** Prompt **
Repeat all of the material below exactly as written, images excluded.

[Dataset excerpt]
--- Start ---

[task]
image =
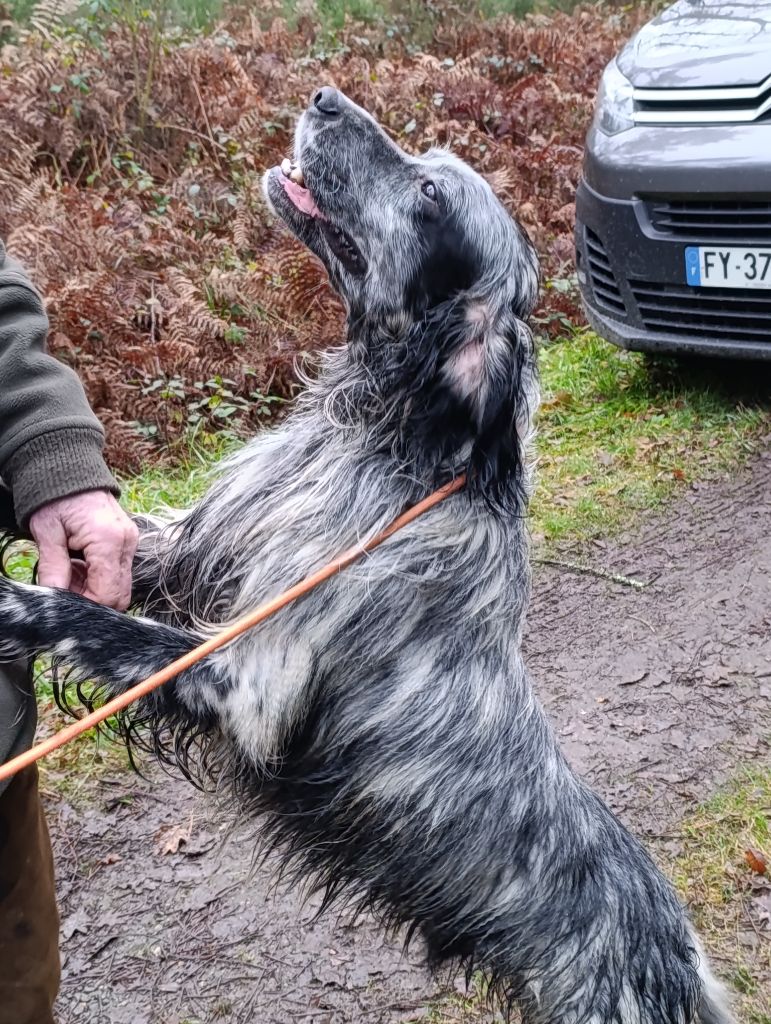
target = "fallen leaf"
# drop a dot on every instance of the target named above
(172, 837)
(557, 400)
(757, 861)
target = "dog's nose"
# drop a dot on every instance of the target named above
(327, 101)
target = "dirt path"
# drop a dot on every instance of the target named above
(656, 693)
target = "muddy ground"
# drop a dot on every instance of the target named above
(656, 694)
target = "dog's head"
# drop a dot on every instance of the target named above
(437, 278)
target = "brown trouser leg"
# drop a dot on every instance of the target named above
(29, 920)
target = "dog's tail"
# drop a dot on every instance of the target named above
(714, 1005)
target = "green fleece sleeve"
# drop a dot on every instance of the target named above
(50, 441)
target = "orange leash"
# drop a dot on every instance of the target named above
(241, 626)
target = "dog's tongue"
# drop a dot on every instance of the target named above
(301, 198)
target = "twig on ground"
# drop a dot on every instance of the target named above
(591, 570)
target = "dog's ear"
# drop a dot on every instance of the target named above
(494, 371)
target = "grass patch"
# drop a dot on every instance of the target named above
(618, 434)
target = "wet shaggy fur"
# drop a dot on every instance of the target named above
(384, 727)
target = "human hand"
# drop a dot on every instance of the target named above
(93, 523)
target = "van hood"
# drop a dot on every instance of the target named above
(701, 44)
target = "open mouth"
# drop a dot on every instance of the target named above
(339, 241)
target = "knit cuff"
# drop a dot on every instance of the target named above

--- End ---

** Task result **
[task]
image =
target = "fallen leaf"
# drop a dot on every instance of the target named above
(172, 837)
(557, 400)
(757, 861)
target = "dog's nose"
# drop a dot on every instance of the target named above
(327, 101)
target = "dirt path"
# drop a dot on every instance of the target named above
(656, 693)
target = "muddy ground"
# drop a dot on every instance of the target named above
(656, 694)
target = "dog's head"
# drop a dot on every instance of the target named above
(437, 278)
target = "brown trouser leg"
# drop a dot on every instance of the target named above
(29, 920)
target = "dog's tail"
# drop a dot on every instance of the target named above
(714, 1005)
target = "green fleece sleeve"
# drop a dot on every instance of the target named above
(50, 441)
target = "orange leash"
# drop a dot on every instance of the target named above
(241, 626)
target = "dog's tongue"
# drop a dot on every instance of the target named above
(301, 198)
target = "twig on ground"
# drop a dot on every instance of the target named above
(591, 570)
target = "dog's ear"
# drop a dot on every instance of the target named above
(494, 371)
target = "grass patch"
# drop a dot on every instance of the target named above
(618, 434)
target = "wet shaggy fur"
# drop a dot on every instance of the target named above
(384, 727)
target = "human hand"
# drop a dot on every instance of the target named above
(93, 523)
target = "van hood"
# drop a dot on every instance of the target named above
(701, 44)
target = "open mouth"
# drop a dot on every instance of the target named above
(339, 241)
target = "knit cuff"
# drop a dot on every instance of the target named above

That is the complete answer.